**TEXT SHOWN:**
⟨
Customizing and strengthening your matching algorithm (IBM Match 360 with Watson)

IBM Match 360 with Watson includes tools that data engineer users can use to tune and customize your matching algorithm. By tuning your algorithm, you can control the way IBM Match 360 matches your data to create master data entities.

There are four key parts of configuring and tuning your algorithm:

Selecting your matching attributes. By choosing the data model attributes that are compared during the matching process, you can tell IBM Match 360 with Watson what data points are most important considerations for your algorithm. It's important to choose attributes that are strong differentiators. Unique identifiers such as drivers license numbers are excellent matching attributes. You must select matching attributes before you run matching the first time.
Requesting and completing pair reviews. Request a pair review to generate intelligent tuning recommendations that optimize your matching algorithm's weights and matching thresholds. During a pair review, a data steward compares pairs of records to determine if they are a match, maybe a match, or not a match. The data steward's answers inform the resulting tuning recommendations.
Applying tuning recommendations. After a pair review task is completed, a data engineer can decide whether to apply the tuning recommendations.
Manually defining your autolink threshold sensitivity. The autolink threshold defines how likely it is to combine records into entities.
- If the sensitivity is low, you will have more overall matches, with likely more false positive matches.
- If the sensitivity is high, you will have fewer overall matches and more singleton entities (made up of only a single member record), with likely more false negative non-matches.
  
  If you accept tuning recommendations from pair reviews, the autolink threshold sensitivity is automatically determined. You can always override the autolink threshold manually if necessary.

In this topic:

Preparing to tune your matching algorithm
Selecting matching attributes
Requesting pair reviews and applying tuning recommendations
Manually defining the autolink sensitivity
Advanced match algorithm tuning using the IBM Match 360 REST API

Preparing to tune your matching algorithm

If you have not yet run matching on your data, then you must select your matching attributes first before you run matching. You can change your selections later if needed.

You cannot change your autolink threshold sensitivity or request pair reviews until after you run matching at least one time. This restriction ensures that you have some basis of comparison for changing your threshold from the default sensitivity. For example, if you notice too many false positive matches in your data, you can increase the sensitivity. If there are too many singleton records, you can decrease the sensitivity.

Before modifying your matching algorithm settings, consider creating a new configuration snapshot to save your current settings. Having a snapshot will make it easier to revert to the previous configuration later if you're unhappy with the results of your changes. For information about creating snapshots, see Saving and loading master data configuration settings by using snapshots.

Selecting matching attributes

To select the attributes that IBM Match 360 uses in the matching algorithm:

Click the navigation menu and select Matching setup to open the matching setup page.
Go to the Match settings tab to select the attributes to use in matching data. The first time that you go to this tab, IBM Match 360 automatically generates some suggested attributes from your data model to use in matching.
Review the list of matching attributes and their component fields. These attributes and fields will be used as the basis of comparison to match records and create master data entities. To add or remove attributes from the list, click Edit attributes then select or clear attributes and their component fields as needed.

As you choose your matching attributes, use the Match strength indicator to see an estimate of how your changes affect the matching algorithm.
⟩
**WHAT YOU NEED TO DO:** Copy the passage from the IBM Match 360 matching algorithm text, everything from "You cannot change" down to "by using snapshots.", word for word.

**DATASET EXCERPT:**
⟨
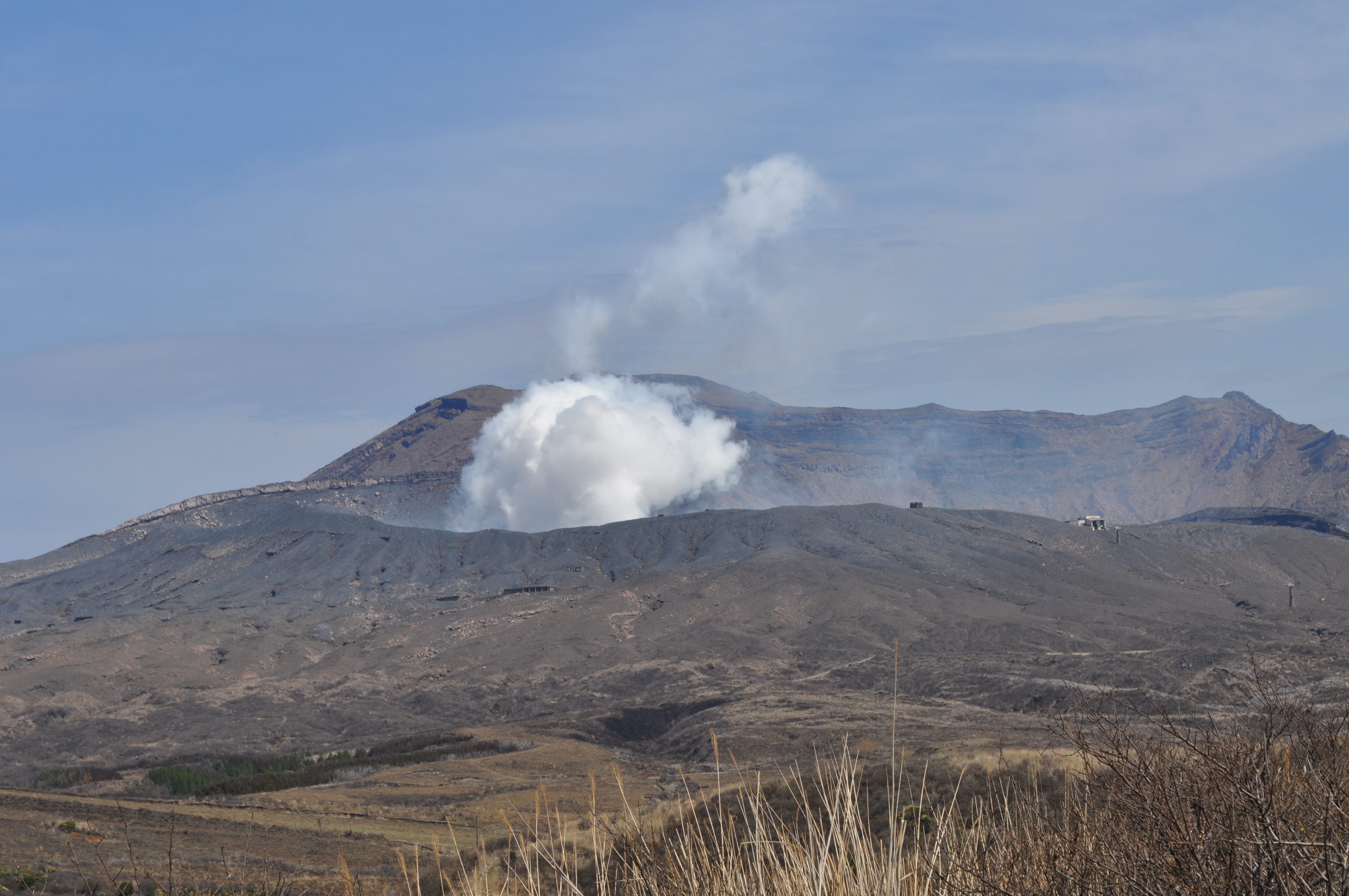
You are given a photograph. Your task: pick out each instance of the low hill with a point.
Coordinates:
⟩
**TASK ANSWER:**
You cannot change your autolink threshold sensitivity or request pair reviews until after you run matching at least one time. This restriction ensures that you have some basis of comparison for changing your threshold from the default sensitivity. For example, if you notice too many false positive matches in your data, you can increase the sensitivity. If there are too many singleton records, you can decrease the sensitivity.

Before modifying your matching algorithm settings, consider creating a new configuration snapshot to save your current settings. Having a snapshot will make it easier to revert to the previous configuration later if you're unhappy with the results of your changes. For information about creating snapshots, see Saving and loading master data configuration settings by using snapshots.